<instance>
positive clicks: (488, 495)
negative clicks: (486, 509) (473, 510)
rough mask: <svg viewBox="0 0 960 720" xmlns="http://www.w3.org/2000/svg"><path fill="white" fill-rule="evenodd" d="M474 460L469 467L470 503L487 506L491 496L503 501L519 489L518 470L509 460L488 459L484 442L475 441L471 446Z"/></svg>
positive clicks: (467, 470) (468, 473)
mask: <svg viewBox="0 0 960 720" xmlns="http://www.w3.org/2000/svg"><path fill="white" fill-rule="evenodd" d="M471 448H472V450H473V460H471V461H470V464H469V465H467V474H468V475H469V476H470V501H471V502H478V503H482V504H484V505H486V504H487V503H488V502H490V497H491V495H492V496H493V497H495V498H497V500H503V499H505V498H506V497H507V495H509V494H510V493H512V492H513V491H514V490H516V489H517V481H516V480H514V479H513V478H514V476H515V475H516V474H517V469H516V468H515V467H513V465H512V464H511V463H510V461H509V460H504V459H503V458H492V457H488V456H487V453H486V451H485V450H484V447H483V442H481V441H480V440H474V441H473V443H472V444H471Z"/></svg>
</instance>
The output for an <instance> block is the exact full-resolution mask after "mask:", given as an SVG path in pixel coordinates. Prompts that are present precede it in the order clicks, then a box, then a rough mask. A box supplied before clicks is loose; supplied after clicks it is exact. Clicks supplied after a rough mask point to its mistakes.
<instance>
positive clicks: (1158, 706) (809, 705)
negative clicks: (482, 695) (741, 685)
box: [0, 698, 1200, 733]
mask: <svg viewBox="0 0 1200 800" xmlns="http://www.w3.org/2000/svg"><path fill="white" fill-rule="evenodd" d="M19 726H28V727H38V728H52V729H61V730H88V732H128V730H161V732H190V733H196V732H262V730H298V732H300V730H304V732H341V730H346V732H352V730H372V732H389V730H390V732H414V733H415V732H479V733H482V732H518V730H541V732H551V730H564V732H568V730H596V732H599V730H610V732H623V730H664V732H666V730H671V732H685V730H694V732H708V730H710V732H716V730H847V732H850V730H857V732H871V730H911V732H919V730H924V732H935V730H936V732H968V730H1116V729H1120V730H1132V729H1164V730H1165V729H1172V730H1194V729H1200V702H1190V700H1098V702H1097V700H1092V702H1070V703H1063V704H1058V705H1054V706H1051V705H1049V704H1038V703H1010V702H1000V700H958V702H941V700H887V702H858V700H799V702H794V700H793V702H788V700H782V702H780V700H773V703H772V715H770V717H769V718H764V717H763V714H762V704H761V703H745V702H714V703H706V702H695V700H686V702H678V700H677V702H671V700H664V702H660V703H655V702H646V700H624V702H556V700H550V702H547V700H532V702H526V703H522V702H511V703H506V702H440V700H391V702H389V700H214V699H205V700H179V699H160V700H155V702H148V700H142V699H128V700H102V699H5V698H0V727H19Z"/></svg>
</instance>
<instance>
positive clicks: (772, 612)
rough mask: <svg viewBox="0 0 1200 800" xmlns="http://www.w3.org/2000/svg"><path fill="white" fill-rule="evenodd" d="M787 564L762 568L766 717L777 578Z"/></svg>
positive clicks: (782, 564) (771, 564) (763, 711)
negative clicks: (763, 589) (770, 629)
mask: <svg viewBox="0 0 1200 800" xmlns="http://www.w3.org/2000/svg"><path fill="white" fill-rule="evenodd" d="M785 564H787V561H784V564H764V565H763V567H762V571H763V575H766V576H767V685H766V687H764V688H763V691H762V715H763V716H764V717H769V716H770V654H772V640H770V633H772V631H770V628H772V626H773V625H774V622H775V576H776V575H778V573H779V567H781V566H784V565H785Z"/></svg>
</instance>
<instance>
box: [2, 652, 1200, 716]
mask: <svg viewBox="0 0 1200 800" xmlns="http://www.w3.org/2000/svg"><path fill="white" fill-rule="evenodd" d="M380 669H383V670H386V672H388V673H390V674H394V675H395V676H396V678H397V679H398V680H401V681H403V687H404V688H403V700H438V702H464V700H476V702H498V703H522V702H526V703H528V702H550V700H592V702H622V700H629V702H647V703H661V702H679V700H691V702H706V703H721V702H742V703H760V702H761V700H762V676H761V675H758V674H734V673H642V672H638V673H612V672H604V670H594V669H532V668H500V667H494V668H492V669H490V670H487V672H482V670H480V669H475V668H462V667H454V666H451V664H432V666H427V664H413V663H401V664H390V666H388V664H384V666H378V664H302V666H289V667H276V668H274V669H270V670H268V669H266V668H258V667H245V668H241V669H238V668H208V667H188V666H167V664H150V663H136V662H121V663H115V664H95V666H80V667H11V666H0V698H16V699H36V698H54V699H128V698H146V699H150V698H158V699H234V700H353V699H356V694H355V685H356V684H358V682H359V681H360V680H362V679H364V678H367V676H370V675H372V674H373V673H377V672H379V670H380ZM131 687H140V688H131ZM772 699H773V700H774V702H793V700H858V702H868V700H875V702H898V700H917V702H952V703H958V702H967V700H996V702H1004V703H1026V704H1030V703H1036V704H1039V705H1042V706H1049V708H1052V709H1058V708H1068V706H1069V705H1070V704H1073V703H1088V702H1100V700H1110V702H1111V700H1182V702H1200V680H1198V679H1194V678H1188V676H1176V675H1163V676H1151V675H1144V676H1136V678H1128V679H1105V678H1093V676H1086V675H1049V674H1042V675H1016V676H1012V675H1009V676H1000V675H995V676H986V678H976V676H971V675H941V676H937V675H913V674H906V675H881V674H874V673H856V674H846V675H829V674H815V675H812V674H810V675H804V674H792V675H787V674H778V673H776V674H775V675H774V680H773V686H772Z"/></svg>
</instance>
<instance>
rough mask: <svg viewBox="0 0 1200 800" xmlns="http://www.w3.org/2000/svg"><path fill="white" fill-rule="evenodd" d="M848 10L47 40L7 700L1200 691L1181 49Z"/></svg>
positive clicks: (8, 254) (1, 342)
***
- Exercise instructions
Format every line of the material above as a Markdown table with two columns, Row and Line. Number the rows in order and leave out blank lines.

- Answer to the exercise
| Row | Line |
|---|---|
| 1 | <instance> |
| 2 | positive clicks: (488, 495) |
| 3 | negative clicks: (486, 509) (473, 510) |
| 4 | rough mask: <svg viewBox="0 0 960 720" xmlns="http://www.w3.org/2000/svg"><path fill="white" fill-rule="evenodd" d="M474 460L469 467L470 503L487 506L491 496L503 501L519 489L518 470L509 460L488 459L484 442L475 441L471 446Z"/></svg> |
| 5 | positive clicks: (467, 470) (468, 473) |
| 6 | mask: <svg viewBox="0 0 960 720" xmlns="http://www.w3.org/2000/svg"><path fill="white" fill-rule="evenodd" d="M471 448H472V450H473V460H471V461H470V464H469V465H467V474H468V475H469V476H470V501H471V502H478V503H482V504H484V505H486V504H487V503H488V502H490V497H491V495H492V496H493V497H495V498H497V500H503V499H505V498H506V497H507V495H509V494H510V493H512V492H513V491H514V490H516V489H517V481H516V480H514V479H513V478H514V476H515V475H516V474H517V469H516V468H515V467H513V465H512V464H511V463H510V461H509V460H504V459H503V458H492V457H488V456H487V453H486V451H485V450H484V447H483V442H481V441H480V440H474V441H473V443H472V444H471Z"/></svg> |
| 7 | </instance> |
| 8 | The output for an <instance> block is the exact full-resolution mask after "mask:", given as an SVG path in pixel coordinates. Prompts that are present precede it in the order clicks, then a box, then a rough mask. A box supplied before clicks is loose; supplied after clicks it is exact. Clicks supplied after a rough mask point to its mistakes. |
| 9 | <instance> |
| 10 | positive clicks: (1158, 706) (809, 705) |
| 11 | negative clicks: (482, 695) (741, 685) |
| 12 | box: [0, 698, 1200, 733] |
| 13 | mask: <svg viewBox="0 0 1200 800" xmlns="http://www.w3.org/2000/svg"><path fill="white" fill-rule="evenodd" d="M19 726H28V727H38V728H52V729H61V730H88V732H128V730H161V732H190V733H196V732H262V730H298V732H300V730H304V732H341V730H346V732H352V730H372V732H389V730H390V732H414V733H415V732H479V733H482V732H518V730H541V732H551V730H564V732H568V730H596V732H599V730H610V732H623V730H664V732H666V730H671V732H685V730H694V732H708V730H710V732H716V730H847V732H850V730H857V732H871V730H911V732H919V730H924V732H935V730H936V732H968V730H1116V729H1120V730H1132V729H1164V730H1165V729H1172V730H1194V729H1200V702H1190V700H1098V702H1097V700H1092V702H1070V703H1063V704H1058V705H1054V706H1051V705H1049V704H1038V703H1010V702H1000V700H958V702H941V700H887V702H858V700H799V702H794V700H793V702H788V700H782V702H780V700H773V703H772V715H770V717H769V718H764V717H763V714H762V704H761V703H745V702H714V703H706V702H695V700H686V702H678V700H677V702H671V700H664V702H660V703H655V702H646V700H624V702H556V700H550V702H547V700H532V702H526V703H522V702H511V703H506V702H440V700H391V702H389V700H214V699H205V700H179V699H160V700H155V702H148V700H142V699H128V700H102V699H5V698H0V727H19Z"/></svg> |
| 14 | </instance> |
| 15 | <instance> |
| 16 | positive clicks: (772, 612) |
| 17 | rough mask: <svg viewBox="0 0 1200 800" xmlns="http://www.w3.org/2000/svg"><path fill="white" fill-rule="evenodd" d="M787 564L762 568L766 717L777 578Z"/></svg> |
| 18 | positive clicks: (782, 564) (771, 564) (763, 711) |
| 19 | negative clicks: (763, 589) (770, 629) |
| 20 | mask: <svg viewBox="0 0 1200 800" xmlns="http://www.w3.org/2000/svg"><path fill="white" fill-rule="evenodd" d="M785 564H787V561H784V564H764V565H763V567H762V571H763V575H766V576H767V685H766V687H764V688H763V691H762V715H763V716H764V717H769V716H770V654H772V640H770V633H772V631H770V628H772V626H773V625H774V622H775V576H776V575H778V573H779V567H781V566H784V565H785Z"/></svg> |
| 21 | </instance> |
| 22 | <instance> |
| 23 | box: [2, 652, 1200, 716] |
| 24 | mask: <svg viewBox="0 0 1200 800" xmlns="http://www.w3.org/2000/svg"><path fill="white" fill-rule="evenodd" d="M380 669H383V670H386V672H388V673H390V674H394V675H395V676H396V678H397V679H398V680H401V681H403V687H404V688H403V700H438V702H464V700H476V702H498V703H522V702H526V703H528V702H550V700H592V702H622V700H629V702H647V703H661V702H679V700H691V702H706V703H721V702H742V703H760V702H761V700H762V676H761V675H758V674H734V673H642V672H638V673H612V672H604V670H594V669H532V668H500V667H494V668H492V669H490V670H487V672H482V670H480V669H475V668H462V667H454V666H451V664H432V666H427V664H413V663H401V664H390V666H388V664H384V666H378V664H302V666H289V667H276V668H274V669H270V670H268V669H266V668H258V667H245V668H241V669H238V668H208V667H188V666H167V664H150V663H136V662H121V663H115V664H95V666H80V667H11V666H0V698H16V699H36V698H54V699H128V698H146V699H150V698H158V699H234V700H353V699H356V694H355V685H356V684H358V682H359V681H360V680H362V679H364V678H367V676H370V675H372V674H373V673H377V672H379V670H380ZM131 687H140V688H131ZM772 699H773V700H774V702H793V700H858V702H868V700H875V702H898V700H917V702H952V703H958V702H967V700H996V702H1004V703H1026V704H1030V703H1036V704H1039V705H1042V706H1049V708H1052V709H1058V708H1068V706H1069V705H1070V704H1073V703H1088V702H1100V700H1110V702H1111V700H1182V702H1200V680H1198V679H1194V678H1188V676H1176V675H1163V676H1151V675H1144V676H1136V678H1128V679H1105V678H1093V676H1086V675H1049V674H1042V675H1016V676H1012V675H1009V676H1000V675H995V676H986V678H976V676H971V675H941V676H937V675H913V674H906V675H881V674H874V673H856V674H846V675H829V674H815V675H812V674H810V675H804V674H792V675H787V674H778V673H776V674H775V675H774V680H773V686H772Z"/></svg> |
| 25 | </instance> |
| 26 | <instance> |
| 27 | rough mask: <svg viewBox="0 0 1200 800" xmlns="http://www.w3.org/2000/svg"><path fill="white" fill-rule="evenodd" d="M848 10L47 40L7 700L1200 691L1181 49Z"/></svg> |
| 28 | positive clicks: (8, 254) (1, 342) |